• [Requirement 1]: Print the part of the forum thread about bans between "I've never been banned from" and "a like button.", inclusive.
• [Requirement 2]: In the forum thread about bans, why does MorningStar say a past ban would be pretty sad? Answer in one to three sentences.

• [Selection]:
------------------------------------------------
# have you been banned before?



## HungryForCereal (Jun 19, 2016)

how many of you guys actually got banned before? i got banned once for post quality.


----------



## MorningStar (Jun 19, 2016)

I've only been on the forum for about a week, so if I'd been banned before, that would be pretty sad.


----------



## Jared:3 (Jun 19, 2016)

No I haven't been banned


----------



## Aleigh (Jun 19, 2016)

I haven't been banned, I'm a good child lmao


----------



## ShinyYoshi (Jun 19, 2016)

I haven't been banned and I got my first and only infraction last year lol


----------



## LambdaDelta (Jun 19, 2016)

I've been banned multiple times

I am the elite


----------



## jiny (Jun 19, 2016)

never


----------



## Aronthaer (Jun 19, 2016)

I've never been banned from anything before.


----------



## Paperboy012305 (Jun 19, 2016)

I've never been banned. I only got one infraction, and it was a reminder about there being a like button.


----------



## oath2order (Jun 19, 2016)

Yes yes I have


----------



## Kirbystarship (Jun 19, 2016)

I got banned because of the easter event it was only 3days long.


----------



## Byngo (Jun 19, 2016)

no

I'm a well behaved child uwu


----------



## Crash (Jun 19, 2016)

nope. hopefully i never will, lol


----------



## Aali (Jun 19, 2016)

I've only gotten 2 post quality infractions


----------



## Corrie (Jun 19, 2016)

I havent been banned and havent gotten any infractions. I hope it stays that way!


----------



## Blu Rose (Jun 19, 2016)
------------------------------------------------
• [Information provided]:
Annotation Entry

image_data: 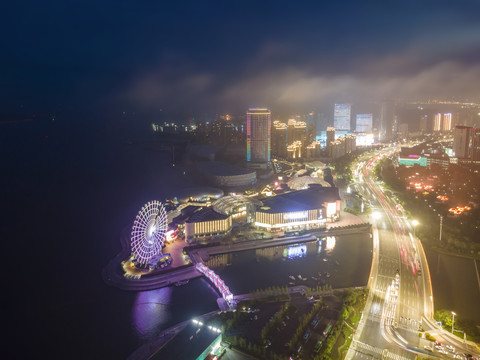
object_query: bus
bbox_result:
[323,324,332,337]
------------------------------------------------
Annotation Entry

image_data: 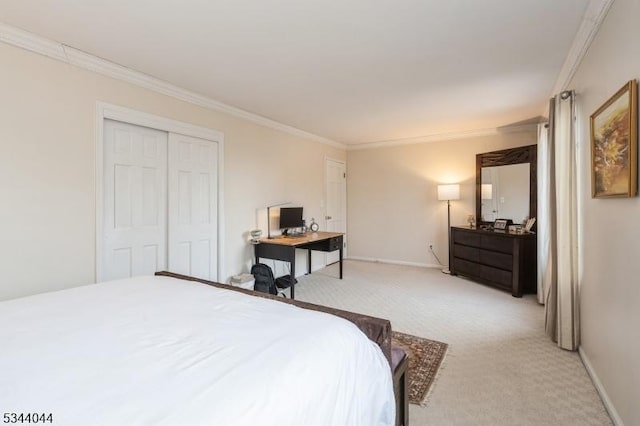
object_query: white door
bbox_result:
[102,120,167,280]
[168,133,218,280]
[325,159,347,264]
------------------------------------------------
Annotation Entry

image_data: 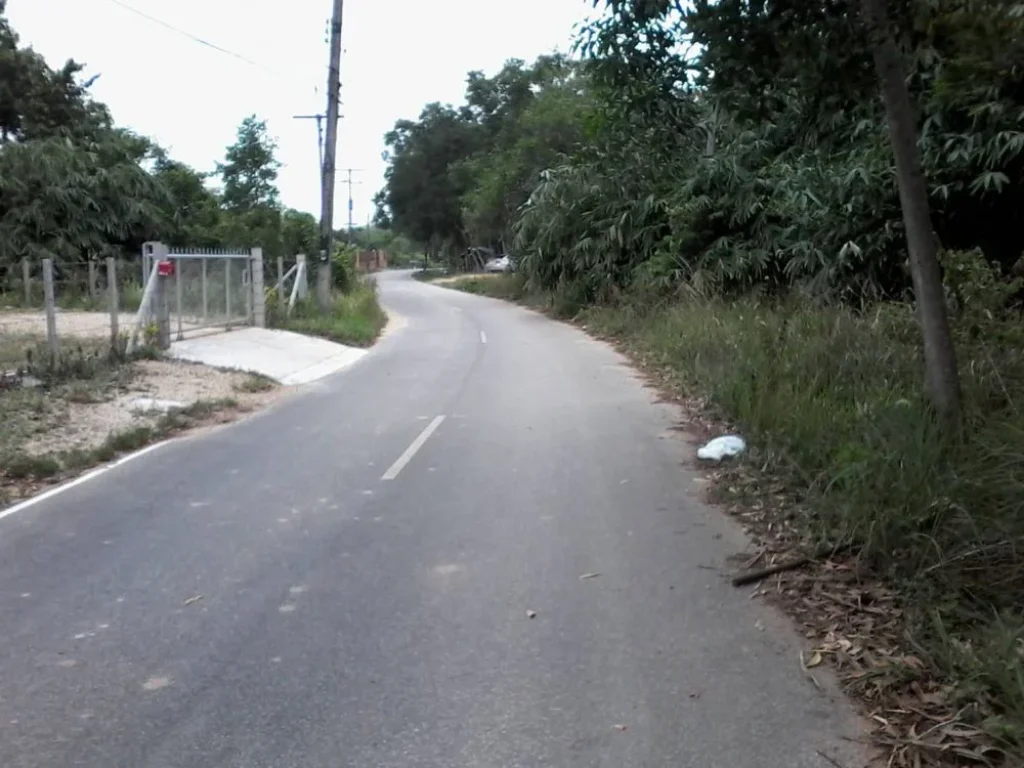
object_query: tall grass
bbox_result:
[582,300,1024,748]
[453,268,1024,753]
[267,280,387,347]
------------------------------------------------
• [Worked solution 1]:
I've never been banned from anything before.


----------



## Paperboy012305 (Jun 19, 2016)

I've never been banned. I only got one infraction, and it was a reminder about there being a like button.

• [Worked solution 2]: MorningStar has been on the forum for only about a week. Having been banned in that short time would be pretty sad.